练习列表 =>
################

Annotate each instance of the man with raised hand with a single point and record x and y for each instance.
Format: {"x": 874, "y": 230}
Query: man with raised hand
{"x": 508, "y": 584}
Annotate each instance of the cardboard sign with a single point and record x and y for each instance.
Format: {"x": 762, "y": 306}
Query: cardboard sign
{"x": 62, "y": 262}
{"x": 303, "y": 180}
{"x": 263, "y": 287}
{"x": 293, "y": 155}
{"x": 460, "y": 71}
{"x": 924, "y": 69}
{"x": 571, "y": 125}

################

题目要求 => 把上面的列表从头到尾重抄一遍，连同里面的标注要求一起，按比例放大：答案里的每个 x、y 坐标都乘以 1.6，再四舍五入成整数（刚好是 .5 时往上进）。要求本身和格式示例里的数字保持不变。

答案 =>
Annotate each instance of the man with raised hand with a single point and record x and y for each instance.
Format: {"x": 874, "y": 230}
Query: man with raised hand
{"x": 813, "y": 934}
Annotate each instance of the cardboard sign with a single point and record x and y for each instance.
Format: {"x": 762, "y": 306}
Query: cardboard sign
{"x": 99, "y": 419}
{"x": 485, "y": 288}
{"x": 421, "y": 459}
{"x": 469, "y": 248}
{"x": 736, "y": 114}
{"x": 1478, "y": 110}
{"x": 914, "y": 200}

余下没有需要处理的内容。